[SOURCE TEXT]

This Weekend’s VOD Favorites

The Gay Cinema Video On Demand experience at has your entertainment needs covered! We’re always working to expand selection of new and old gay-themed movies available for your viewing pleasure. Here’s just five of our current favorites that you may have missed – ALL available to watch INSTANTLY!


Gypsy 83
Two goth misfits living in Sandusky, Ohio – musician Gypsy Vale (Sara Rue) and her younger queer protégé Clive Webb (Kett Turton) – decide to run away together to New York City so Gypsy can participate in an epic Stevie Nicks-cosplay event called “Night of 1,000 Stevies.” Along the way, they encounter other misfits that pave the way to their salvation, including washed-up singer Bambi LeBleau (played by the late, great Karen Black) and a confused Amish runaway (Anson Scoville). An indie hit when it was first released in 2001, Gypsy 83 is a touching queer coming-of-age flick from writer-director Todd Stephens (the filmmaker behind Another Gay Movie, Edge of Seventeen and the upcoming Swan Song). The film was recently remastered by the cult film label Altered Innocence.


No Hard Feelings
Parvis (Benjamin Radjaipour), the son of exiled Iranians, copes with life in his small hometown by indulging himself with pop culture, Grindr dates and raves. After being caught shoplifting, he is sentenced to community service at a refugee shelter where he meets siblings Banafshe and Amon (Banafshe Hourmazdi and Eidin Jalali), who have recently fled Iran. As a romantic attraction between Parvis and Amon grows, the fragile relationship between the three is put to the test. They find and lose each other throughout a summer of fleeting youth, an intense first love, an attempt at a joint future and the stark realization that, in Germany, they are not entirely equal. A critically-acclaimed new romantic drama, No Hard Feelings won the coveted Teddy Award for Best Queer Feature Film.


Lucas (Paulo Sousa) lives with his religious Aunt Lourdes (Juliana Zancanaro) in a quiet, remote country town in Brazil. With nothing much else going on, the youngster spends his days gardening, playing keyboard and trying to avoid his aunt’s meddling attempts to set him up with the local girls. His life, however, is about to change drastically. He finds himself unexpectedly sharing a roof with Mario (played by screenwriter and co-director Thiago Cazado), a trouble-making distant cousin who has recently been released from prison. When pious Aunt Lourdes leaves for a religious retreat, Lucas and Mario become friends… and much, much more. Cousins is writer-director team Mauro Carvalho and Thiago Cazado’s second feature film following their debut romance About Us.


When his mother dies, fifteen-year-old Socrates (Christian Malheiros) quickly finds his already tenuous life in the favelas of São Paulo pushed to the brink. Guided by an often-explosive temper, the volatile youth is desperate to find a job in order to keep the rent paid and to stay off the streets. When he crosses paths with the mysterious Maicon (Tales Ordakji), whose sketchy offer of quick cash takes Socrates to a wholly unexpected place, the young orphan must decide where his life is headed, what kind of person he is and who he will become. All the while, he’s desperately searching for his mother’s remains in order to say goodbye one last time. An astonishing film from writer-director Alexandre Moratto, Socrates won the coveted Someone to Watch Award at the 2019 Film Independent Spirit Awards.


In a remote fishing village in Iceland, teens Thor and Christian (Baldur Einarsson and Blaer Hinriksson) experience a turbulent summer. As one of them tries to win the heart of a girl, the other discovers that he is harboring romantic feelings for his best friend. When summer ends and the harsh nature of Iceland takes back its rights, it’s time to leave the playground and face adulthood for the first time. A gorgeous, emotional coming-of-age film, Heartstone won over critics all over the world. The Playlist said it’s “beautifully shot, touchingly performed and delivered with a thrillingly atmospheric sense of place.” And Screen International said it’s “affecting as well as perceptive in how it intimately depicts the blossoming of youth… just the right amount of confidence, compassion and clear-eyed style.”

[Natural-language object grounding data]
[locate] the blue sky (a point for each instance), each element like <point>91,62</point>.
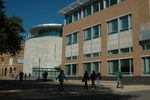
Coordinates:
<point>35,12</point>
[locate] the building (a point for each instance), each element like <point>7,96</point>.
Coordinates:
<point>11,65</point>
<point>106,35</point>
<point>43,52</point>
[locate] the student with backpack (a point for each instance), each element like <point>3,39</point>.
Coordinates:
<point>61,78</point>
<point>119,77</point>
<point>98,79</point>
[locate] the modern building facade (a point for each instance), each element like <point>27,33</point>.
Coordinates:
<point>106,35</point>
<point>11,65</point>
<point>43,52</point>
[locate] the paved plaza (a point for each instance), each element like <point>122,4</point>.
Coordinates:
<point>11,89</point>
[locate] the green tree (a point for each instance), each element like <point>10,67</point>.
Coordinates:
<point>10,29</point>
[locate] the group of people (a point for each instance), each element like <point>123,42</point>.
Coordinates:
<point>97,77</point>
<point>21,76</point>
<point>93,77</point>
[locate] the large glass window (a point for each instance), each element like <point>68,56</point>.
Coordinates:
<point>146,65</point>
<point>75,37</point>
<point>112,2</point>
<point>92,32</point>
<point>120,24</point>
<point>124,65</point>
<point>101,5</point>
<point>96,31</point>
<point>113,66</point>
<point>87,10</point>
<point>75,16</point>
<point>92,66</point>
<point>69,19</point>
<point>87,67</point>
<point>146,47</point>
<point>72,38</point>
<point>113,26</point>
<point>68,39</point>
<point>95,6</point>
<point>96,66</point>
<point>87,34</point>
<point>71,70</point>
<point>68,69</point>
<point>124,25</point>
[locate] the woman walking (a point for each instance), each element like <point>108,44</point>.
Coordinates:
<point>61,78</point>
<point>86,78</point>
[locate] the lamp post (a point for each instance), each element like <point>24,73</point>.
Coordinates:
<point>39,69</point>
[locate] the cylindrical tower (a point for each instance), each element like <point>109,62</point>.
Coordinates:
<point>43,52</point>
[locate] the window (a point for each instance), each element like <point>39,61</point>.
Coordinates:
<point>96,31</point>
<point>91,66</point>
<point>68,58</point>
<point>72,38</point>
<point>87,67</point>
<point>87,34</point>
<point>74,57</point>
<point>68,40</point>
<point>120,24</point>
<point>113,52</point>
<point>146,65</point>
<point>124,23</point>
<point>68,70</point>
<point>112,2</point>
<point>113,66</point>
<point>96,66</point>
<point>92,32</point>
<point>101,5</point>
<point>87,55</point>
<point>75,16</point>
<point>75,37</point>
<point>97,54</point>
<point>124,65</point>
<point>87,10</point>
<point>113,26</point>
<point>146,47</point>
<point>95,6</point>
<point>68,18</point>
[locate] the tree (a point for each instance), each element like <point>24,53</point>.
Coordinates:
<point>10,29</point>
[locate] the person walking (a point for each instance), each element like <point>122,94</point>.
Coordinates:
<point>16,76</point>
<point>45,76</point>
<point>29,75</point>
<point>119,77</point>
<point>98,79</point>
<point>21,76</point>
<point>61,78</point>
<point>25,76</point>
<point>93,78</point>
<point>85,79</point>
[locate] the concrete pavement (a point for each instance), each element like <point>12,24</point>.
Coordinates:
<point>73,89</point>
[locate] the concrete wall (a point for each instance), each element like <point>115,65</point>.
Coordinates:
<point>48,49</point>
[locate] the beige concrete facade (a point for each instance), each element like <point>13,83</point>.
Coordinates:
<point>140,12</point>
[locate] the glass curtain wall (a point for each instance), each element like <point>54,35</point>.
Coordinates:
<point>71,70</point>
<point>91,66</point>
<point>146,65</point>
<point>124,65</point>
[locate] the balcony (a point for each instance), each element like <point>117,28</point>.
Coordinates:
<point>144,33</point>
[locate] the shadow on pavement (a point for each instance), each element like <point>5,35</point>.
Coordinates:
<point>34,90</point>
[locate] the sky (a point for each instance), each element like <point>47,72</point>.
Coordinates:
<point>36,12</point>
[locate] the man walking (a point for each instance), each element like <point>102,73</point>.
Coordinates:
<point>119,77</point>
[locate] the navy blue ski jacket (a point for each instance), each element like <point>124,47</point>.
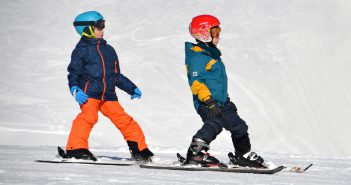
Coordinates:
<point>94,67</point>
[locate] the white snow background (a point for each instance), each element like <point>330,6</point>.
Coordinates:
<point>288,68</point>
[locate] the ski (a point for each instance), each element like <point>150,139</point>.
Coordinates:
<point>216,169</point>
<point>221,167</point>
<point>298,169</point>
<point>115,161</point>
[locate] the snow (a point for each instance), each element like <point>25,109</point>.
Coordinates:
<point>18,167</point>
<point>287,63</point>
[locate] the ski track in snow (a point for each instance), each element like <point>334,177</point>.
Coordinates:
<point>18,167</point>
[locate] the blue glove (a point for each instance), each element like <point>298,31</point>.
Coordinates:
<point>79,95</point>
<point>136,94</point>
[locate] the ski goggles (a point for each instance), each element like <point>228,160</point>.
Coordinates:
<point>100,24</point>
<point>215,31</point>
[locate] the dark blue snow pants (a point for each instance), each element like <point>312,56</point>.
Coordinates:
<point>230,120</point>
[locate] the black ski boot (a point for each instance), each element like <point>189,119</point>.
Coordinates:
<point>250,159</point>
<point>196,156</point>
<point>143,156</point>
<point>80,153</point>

---

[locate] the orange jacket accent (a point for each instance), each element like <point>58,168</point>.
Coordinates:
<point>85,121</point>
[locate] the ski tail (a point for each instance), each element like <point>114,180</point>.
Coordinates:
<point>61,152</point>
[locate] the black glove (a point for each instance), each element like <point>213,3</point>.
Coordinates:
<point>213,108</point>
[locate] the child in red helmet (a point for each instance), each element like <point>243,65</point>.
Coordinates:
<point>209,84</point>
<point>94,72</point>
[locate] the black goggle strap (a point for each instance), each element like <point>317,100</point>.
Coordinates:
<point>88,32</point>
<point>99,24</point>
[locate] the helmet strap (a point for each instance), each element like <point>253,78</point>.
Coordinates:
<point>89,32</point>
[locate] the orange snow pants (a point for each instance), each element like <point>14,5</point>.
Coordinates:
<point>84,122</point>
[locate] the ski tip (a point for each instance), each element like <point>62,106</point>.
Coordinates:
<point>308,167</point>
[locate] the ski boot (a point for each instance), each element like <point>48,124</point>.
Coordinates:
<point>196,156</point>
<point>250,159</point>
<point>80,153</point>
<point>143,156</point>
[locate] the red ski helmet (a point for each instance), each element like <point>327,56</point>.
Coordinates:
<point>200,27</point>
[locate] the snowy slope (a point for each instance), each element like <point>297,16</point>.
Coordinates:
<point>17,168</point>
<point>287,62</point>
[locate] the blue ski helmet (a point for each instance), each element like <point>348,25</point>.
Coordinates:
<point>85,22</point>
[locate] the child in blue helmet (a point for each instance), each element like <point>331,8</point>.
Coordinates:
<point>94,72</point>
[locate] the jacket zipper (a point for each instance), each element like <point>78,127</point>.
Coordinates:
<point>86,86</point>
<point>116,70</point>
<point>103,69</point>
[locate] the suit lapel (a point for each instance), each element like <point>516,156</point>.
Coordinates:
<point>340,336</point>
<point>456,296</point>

...

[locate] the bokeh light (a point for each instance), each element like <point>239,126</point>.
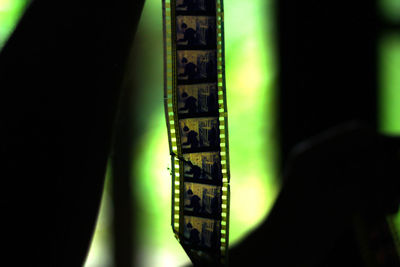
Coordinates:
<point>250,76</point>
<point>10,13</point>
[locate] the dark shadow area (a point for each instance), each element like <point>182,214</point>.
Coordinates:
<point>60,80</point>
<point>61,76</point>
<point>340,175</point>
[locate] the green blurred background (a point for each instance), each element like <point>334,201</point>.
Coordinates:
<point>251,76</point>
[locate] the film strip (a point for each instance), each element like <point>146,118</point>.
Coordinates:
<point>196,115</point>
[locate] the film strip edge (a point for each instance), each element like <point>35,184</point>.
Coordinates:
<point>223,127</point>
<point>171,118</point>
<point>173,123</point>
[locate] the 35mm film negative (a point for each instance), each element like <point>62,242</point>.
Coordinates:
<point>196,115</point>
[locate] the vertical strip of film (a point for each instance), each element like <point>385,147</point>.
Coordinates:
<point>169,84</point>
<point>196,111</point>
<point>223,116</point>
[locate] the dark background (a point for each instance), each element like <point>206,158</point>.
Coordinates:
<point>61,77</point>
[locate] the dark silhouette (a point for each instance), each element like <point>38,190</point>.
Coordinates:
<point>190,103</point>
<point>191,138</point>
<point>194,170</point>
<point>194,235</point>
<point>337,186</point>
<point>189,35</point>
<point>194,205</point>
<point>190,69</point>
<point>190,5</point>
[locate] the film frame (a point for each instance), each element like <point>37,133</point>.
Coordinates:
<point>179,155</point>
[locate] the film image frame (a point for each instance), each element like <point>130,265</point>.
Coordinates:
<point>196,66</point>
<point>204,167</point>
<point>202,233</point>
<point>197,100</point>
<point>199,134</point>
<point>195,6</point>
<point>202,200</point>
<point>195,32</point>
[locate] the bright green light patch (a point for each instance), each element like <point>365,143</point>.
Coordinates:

[TASK LIST]
1 > In the film listing, do statements (a), (b) and (c) agree with the text? Answer yes or no for each, and quote the deciding words. (a) Gypsy 83 was first released in 2001. (b) In No Hard Feelings, Parvis is sentenced to community service at a hospital. (c) Socrates won the Teddy Award for Best Queer Feature Film.
2 > Reproduce verbatim the passage of the film listing that starts with "Lucas (Paulo Sousa)" and goes on through "romance About Us.".

[SET OF ANSWERS]
1 >
(a) Yes: "An indie hit when it was first released in 2001"
(b) No: "he is sentenced to community service at a refugee shelter"
(c) No: "Socrates won the coveted Someone to Watch Award at the 2019 Film Independent Spirit Awards."

2 >
Lucas (Paulo Sousa) lives with his religious Aunt Lourdes (Juliana Zancanaro) in a quiet, remote country town in Brazil. With nothing much else going on, the youngster spends his days gardening, playing keyboard and trying to avoid his aunt’s meddling attempts to set him up with the local girls. His life, however, is about to change drastically. He finds himself unexpectedly sharing a roof with Mario (played by screenwriter and co-director Thiago Cazado), a trouble-making distant cousin who has recently been released from prison. When pious Aunt Lourdes leaves for a religious retreat, Lucas and Mario become friends… and much, much more. Cousins is writer-director team Mauro Carvalho and Thiago Cazado’s second feature film following their debut romance About Us.